■ Document section
>>

Such developments enhance opportunities for the travel industry at large to better deliver a hassle-free, end-to-end travel experience, according to Jay Richmond, head of business travel group, North America, Amadeus. He notes that bots using natural language processing can facilitate any real-time interaction or human support required by travelers.

“What started out as an automated tool to answer FAQs is now being used by many travel firms to help customers book and manage travel, as well as for cross-selling and upselling,” he says.

Richmond notes that machine learning technologies are being leveraged to fine-tune search results based on implicit and explicit traveler preferences and past trips, displaying tailored options on favorite travel websites and apps. Business travelers can use technologies powered by AI to capture receipts with their smartphones, while machine learning algorithms categorize expenses and spending patterns.

Currently, disruption management is a key pain point for travelers that invariably means ditching the online channels and turning to an airline counter or call center for personal help, Grafton says. “This aspect of travel represents an enormous opportunity for AI to intelligently review all possible options and automatically rebook a traveler for a seamless, stress-free experience.”

He notes that travel booking platforms can autonomously create personalized itineraries which are not only time-saving for travelers, but also help companies perform better in managing their travel budgets. “These technologies are also helping companies make improvements within their travel program through a well-defined analysis of their data, combined with automated recommendations,” he says.

The capacity for self-servicing offers increasing potential for efficient travel management, Walsh adds. With traditional processes, servicing individual traveler needs can be time consuming and the work load can fluctuate dramatically. Using AI in bots and other applications allows business travelers to self-service their own bookings, saving travel managers time and helping to mitigate variations in workload. Cost savings are also possible through measures such as uncovering seasonal or other less obvious trends.

Moving Ahead
So just where is artificial intelligence headed next?

Brian Beard, president of DVI, points out that considering AI’s place near the top of the overused buzzword list, it’s easy to have inflated expectations. But it seems reasonable to expect that a form of AI will replace the way that both leisure and business travel is booked.

“We can also reasonably expect to see AI being used to monitor duty of care functions and business travel policy compliance functions,” he says. “An AI that continually monitors systems and makes decisions based on situations is vastly more efficient than doing it manually.”

With AI creating all this improved efficiency in business travel programs, presumably traveler satisfaction will increase without the need for additional manpower. It will also provide more readily available data. “Having an intelligence updating you on various aspects of your travel program in real time will have significant advantages to the current model, where we wait for information to be compiled at the end of the month then need to analyze it for actionable information after the fact,” Beard says.

<<

■ Record extracts

>>

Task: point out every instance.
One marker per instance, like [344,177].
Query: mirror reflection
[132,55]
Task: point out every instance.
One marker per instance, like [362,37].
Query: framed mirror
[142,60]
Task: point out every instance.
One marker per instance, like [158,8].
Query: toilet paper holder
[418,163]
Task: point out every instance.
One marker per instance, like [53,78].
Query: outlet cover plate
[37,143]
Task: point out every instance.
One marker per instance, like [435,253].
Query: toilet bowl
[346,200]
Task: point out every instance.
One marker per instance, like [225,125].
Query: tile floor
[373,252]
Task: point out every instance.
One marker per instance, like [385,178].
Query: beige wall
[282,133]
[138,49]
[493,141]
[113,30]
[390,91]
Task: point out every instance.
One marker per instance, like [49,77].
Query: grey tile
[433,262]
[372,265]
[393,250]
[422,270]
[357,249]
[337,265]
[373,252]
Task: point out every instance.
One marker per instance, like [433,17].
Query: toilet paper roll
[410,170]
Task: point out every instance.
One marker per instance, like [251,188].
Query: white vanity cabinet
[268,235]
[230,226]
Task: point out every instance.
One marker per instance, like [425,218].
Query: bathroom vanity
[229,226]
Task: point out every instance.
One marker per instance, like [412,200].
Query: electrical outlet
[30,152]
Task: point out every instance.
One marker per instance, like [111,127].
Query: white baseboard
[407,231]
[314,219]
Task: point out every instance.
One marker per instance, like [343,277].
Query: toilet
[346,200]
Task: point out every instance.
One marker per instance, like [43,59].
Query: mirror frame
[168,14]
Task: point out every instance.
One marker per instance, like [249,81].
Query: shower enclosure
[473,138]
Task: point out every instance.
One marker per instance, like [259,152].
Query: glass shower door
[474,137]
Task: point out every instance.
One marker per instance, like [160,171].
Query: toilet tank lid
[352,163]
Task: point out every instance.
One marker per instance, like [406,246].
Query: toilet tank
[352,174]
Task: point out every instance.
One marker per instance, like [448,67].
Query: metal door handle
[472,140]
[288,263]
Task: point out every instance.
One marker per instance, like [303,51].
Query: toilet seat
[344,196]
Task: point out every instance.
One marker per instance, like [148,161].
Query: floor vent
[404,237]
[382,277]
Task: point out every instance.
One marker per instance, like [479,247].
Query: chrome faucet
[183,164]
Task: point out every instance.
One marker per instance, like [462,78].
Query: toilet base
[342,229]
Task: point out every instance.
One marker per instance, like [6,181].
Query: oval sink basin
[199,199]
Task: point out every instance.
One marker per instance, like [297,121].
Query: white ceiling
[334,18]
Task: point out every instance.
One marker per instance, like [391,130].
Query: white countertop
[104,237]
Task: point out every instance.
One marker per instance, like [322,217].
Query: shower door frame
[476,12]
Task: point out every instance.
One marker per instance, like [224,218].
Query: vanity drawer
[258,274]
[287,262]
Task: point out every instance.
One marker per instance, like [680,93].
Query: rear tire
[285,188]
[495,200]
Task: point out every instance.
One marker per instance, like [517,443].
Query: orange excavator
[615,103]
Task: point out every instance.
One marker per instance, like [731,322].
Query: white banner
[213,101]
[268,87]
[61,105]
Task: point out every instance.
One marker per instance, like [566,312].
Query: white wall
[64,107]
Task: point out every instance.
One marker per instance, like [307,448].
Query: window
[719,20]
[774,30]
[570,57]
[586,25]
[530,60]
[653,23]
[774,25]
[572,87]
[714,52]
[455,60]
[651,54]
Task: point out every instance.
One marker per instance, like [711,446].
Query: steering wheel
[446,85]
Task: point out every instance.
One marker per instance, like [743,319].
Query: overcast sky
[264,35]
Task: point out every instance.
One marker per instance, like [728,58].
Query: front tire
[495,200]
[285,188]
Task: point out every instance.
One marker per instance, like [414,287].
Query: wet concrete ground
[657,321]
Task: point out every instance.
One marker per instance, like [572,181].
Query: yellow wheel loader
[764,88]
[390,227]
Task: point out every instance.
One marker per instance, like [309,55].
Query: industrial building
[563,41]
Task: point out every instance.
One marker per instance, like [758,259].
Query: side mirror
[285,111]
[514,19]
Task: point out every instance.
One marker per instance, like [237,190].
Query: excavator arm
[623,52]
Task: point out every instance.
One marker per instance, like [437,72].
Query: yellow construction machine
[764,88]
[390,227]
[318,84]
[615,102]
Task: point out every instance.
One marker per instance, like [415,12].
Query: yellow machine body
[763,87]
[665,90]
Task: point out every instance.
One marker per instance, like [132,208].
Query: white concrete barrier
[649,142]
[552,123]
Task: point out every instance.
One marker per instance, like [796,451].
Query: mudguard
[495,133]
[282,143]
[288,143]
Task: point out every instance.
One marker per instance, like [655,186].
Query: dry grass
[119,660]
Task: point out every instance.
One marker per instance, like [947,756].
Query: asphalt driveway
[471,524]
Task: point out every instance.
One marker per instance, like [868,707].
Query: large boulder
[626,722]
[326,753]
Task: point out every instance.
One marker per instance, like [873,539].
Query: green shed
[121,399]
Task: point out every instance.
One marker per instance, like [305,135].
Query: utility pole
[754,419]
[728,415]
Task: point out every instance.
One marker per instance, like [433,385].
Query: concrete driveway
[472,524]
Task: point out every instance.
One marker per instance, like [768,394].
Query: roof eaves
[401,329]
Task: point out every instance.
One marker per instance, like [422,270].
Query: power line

<<

■ Stated problem
Answer these questions using the article on AI in business travel:
1. What position does Jay Richmond hold?
2. What is Brian Beard's role?
3. According to Walsh, what two benefits to travel managers come from letting business travelers self-service their own bookings?

■ Written answer
1. Head of business travel group, North America, Amadeus.
2. President of DVI.
3. It saves travel managers time and helps mitigate variations in workload.